### What this task involves
Wherever "front" appears in a line of the records below, count that line, and report only the number.

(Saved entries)
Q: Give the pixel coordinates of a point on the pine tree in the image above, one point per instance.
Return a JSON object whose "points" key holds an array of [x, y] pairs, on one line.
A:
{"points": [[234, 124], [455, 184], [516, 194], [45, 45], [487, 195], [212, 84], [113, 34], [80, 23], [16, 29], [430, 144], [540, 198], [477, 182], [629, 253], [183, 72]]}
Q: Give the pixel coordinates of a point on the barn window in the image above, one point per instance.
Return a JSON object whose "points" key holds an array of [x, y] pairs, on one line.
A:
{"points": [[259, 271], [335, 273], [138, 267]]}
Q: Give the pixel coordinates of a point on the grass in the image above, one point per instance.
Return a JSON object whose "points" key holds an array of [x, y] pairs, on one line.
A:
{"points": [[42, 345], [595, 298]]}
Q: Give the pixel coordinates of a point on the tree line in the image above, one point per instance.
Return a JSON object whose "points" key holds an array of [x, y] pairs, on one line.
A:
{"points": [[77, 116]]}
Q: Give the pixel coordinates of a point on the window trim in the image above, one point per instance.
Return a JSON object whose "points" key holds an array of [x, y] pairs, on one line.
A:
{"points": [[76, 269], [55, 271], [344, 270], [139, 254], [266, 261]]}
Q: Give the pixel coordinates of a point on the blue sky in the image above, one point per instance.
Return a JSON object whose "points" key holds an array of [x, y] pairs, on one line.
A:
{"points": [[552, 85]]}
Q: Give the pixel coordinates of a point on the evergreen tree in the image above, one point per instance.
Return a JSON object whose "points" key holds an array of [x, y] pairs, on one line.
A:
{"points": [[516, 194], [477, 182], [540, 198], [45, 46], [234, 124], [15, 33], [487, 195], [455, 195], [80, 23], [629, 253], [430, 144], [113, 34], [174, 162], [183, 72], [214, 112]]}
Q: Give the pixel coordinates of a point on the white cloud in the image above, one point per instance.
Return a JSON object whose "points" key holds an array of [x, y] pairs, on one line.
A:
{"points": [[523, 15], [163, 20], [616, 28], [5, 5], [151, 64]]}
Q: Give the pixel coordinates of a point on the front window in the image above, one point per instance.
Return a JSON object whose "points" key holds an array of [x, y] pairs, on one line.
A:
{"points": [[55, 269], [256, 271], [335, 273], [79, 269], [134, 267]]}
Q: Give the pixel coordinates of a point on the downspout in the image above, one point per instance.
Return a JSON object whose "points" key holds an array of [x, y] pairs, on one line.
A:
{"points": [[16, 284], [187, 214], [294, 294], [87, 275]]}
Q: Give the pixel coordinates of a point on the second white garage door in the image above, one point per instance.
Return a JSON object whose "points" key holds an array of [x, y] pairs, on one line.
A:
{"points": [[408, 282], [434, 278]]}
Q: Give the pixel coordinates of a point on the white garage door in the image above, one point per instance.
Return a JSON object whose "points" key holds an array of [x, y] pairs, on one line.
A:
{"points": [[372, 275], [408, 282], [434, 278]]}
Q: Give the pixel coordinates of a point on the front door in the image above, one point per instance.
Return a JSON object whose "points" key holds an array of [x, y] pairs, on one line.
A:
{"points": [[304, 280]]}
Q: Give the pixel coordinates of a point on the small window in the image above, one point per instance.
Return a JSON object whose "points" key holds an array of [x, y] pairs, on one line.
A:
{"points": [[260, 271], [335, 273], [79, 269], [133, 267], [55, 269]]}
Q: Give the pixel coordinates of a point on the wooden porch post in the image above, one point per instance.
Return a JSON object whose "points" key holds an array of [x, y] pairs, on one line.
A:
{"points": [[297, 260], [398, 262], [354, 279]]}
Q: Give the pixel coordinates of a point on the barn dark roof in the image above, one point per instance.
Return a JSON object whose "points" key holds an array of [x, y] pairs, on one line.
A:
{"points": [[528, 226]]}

### Solution for this exercise
2